*To do*
Locate each line of the material that contains the string "reed", and copy those lines in full.

** START Input for this task **

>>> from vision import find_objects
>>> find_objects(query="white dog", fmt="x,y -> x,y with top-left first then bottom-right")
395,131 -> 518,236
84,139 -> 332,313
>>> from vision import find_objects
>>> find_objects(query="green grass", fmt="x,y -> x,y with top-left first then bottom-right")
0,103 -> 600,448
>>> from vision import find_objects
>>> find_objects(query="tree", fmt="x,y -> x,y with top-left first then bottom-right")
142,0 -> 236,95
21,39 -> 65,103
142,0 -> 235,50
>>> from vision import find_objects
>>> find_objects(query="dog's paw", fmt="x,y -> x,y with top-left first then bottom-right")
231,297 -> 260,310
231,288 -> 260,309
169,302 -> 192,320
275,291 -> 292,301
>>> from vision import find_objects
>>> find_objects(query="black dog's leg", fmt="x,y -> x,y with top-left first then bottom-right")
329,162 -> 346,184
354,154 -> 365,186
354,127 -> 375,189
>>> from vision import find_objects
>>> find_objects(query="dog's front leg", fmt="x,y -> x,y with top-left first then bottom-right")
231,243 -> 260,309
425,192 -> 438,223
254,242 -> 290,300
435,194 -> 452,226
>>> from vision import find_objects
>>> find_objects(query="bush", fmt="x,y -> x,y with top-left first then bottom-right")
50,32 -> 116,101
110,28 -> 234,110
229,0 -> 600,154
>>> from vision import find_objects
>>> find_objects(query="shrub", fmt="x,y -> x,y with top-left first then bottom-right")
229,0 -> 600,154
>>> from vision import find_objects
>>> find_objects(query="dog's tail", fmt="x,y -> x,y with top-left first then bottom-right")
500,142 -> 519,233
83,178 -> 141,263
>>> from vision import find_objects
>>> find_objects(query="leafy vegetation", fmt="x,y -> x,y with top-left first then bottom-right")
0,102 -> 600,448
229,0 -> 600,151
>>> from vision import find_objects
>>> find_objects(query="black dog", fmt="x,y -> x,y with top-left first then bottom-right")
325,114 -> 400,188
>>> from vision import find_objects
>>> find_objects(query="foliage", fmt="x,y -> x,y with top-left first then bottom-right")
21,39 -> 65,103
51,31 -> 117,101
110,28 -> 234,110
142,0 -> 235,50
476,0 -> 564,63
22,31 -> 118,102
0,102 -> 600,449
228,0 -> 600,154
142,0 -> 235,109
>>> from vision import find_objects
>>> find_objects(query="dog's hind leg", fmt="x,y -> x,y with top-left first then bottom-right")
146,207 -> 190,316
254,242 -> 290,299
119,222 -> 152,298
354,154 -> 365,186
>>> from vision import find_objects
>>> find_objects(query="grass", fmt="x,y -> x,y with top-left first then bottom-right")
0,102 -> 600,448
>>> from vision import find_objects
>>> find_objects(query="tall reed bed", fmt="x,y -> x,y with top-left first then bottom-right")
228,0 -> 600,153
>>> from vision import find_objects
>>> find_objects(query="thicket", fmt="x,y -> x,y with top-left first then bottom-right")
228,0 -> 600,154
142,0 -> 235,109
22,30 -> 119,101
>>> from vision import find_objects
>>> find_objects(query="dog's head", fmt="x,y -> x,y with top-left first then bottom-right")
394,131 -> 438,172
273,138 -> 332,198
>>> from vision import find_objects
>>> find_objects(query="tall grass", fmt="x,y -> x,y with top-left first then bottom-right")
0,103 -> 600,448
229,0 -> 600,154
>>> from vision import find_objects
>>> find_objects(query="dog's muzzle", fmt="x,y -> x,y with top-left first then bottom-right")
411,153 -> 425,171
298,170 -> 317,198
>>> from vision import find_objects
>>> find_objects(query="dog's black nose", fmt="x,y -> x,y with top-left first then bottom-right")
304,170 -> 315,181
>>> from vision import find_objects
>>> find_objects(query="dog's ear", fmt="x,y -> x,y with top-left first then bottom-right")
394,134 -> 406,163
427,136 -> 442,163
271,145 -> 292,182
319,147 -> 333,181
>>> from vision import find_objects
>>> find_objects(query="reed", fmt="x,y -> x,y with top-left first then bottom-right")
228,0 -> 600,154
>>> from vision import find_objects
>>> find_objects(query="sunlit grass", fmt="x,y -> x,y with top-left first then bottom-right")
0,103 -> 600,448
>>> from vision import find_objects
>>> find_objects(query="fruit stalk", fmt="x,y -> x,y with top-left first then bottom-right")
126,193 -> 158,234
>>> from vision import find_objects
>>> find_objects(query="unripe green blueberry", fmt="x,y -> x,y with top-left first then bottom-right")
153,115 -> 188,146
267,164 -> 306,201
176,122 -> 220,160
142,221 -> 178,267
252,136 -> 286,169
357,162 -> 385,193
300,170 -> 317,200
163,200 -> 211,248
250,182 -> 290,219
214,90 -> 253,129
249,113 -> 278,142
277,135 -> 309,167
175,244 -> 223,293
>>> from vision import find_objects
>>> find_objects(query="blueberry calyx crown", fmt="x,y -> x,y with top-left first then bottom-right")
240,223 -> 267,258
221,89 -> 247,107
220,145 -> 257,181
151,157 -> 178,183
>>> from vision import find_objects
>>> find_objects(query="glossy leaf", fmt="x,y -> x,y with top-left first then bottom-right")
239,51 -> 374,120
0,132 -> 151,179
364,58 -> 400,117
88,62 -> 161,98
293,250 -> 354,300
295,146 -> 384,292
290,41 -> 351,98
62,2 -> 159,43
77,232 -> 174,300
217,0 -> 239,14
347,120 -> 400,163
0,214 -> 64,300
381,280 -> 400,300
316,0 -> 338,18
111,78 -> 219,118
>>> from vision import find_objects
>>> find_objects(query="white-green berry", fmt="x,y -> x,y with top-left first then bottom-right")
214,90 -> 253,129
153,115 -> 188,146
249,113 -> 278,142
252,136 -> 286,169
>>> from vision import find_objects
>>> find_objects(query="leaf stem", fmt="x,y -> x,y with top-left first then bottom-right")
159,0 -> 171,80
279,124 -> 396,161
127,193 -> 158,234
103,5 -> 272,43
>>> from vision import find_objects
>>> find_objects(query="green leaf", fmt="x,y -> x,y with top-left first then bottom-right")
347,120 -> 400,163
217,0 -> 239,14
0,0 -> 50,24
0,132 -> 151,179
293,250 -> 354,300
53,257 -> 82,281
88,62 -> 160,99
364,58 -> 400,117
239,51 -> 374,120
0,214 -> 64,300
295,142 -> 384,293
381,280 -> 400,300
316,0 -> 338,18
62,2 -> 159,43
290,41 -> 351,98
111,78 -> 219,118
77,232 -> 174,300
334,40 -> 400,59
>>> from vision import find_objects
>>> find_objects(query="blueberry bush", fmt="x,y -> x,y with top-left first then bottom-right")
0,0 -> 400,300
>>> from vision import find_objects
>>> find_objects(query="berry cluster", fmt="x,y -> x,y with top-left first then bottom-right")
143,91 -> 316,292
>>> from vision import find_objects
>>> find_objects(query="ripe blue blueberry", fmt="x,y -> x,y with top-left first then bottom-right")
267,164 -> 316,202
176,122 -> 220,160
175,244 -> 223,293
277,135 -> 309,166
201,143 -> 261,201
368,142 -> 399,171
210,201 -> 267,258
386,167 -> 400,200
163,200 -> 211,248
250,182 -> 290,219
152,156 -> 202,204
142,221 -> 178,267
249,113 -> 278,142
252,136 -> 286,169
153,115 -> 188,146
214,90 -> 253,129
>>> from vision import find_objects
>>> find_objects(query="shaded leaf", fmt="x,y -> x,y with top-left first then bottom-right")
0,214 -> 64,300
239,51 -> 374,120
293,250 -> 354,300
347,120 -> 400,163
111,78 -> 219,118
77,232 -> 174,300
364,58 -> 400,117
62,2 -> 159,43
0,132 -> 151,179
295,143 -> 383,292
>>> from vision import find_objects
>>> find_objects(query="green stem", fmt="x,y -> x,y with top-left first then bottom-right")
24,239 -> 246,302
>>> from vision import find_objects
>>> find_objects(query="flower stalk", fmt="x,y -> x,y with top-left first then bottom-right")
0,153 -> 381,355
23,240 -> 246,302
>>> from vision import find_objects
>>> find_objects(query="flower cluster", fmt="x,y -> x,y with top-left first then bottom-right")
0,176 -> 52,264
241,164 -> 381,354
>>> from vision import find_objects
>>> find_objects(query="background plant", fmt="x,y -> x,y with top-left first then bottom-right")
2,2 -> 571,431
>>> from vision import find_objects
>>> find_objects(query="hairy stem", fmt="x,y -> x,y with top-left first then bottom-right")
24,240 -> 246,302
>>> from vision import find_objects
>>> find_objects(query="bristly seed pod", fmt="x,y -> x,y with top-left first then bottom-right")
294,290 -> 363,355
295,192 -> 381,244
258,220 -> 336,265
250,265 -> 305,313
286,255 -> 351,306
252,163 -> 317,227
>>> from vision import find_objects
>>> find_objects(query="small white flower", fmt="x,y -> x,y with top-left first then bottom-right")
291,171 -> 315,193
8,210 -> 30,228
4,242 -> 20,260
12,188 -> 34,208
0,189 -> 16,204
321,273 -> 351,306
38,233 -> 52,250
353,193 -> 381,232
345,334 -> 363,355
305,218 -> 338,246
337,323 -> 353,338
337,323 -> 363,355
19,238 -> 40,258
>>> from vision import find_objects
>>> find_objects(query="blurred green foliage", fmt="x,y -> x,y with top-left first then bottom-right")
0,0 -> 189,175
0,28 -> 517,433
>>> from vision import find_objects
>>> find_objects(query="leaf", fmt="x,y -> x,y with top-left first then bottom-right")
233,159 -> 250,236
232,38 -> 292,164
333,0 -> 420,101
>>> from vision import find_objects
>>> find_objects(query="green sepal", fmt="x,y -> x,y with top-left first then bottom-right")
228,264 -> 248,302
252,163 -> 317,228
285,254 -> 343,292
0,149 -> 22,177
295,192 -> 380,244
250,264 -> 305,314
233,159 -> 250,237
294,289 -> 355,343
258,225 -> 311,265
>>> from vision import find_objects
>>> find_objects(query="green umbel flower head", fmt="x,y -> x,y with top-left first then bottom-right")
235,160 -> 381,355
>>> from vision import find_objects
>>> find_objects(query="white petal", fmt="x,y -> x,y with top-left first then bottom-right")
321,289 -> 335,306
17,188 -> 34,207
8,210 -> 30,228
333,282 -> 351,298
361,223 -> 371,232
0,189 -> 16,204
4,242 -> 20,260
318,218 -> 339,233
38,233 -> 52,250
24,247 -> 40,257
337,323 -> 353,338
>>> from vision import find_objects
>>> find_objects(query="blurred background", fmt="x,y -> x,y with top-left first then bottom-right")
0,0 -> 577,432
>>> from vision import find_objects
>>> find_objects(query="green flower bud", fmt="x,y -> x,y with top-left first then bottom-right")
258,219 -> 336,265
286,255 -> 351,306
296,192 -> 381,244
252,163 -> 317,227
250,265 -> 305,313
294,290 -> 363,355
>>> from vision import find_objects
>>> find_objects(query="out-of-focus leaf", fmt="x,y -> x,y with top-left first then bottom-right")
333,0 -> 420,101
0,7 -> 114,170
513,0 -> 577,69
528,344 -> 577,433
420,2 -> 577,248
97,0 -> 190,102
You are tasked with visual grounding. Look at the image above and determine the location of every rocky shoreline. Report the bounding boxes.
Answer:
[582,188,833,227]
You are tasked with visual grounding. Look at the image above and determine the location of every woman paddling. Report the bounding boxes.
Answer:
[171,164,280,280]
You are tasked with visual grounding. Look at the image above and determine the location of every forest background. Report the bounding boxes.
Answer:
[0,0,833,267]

** END Input for this task **

*The answer*
>>> find_objects(query="tall reed bed", fmt="x,y -> x,y with top-left first then bottom-right")
>>> find_objects(query="reed", fmt="x,y -> x,y with top-left first then bottom-right")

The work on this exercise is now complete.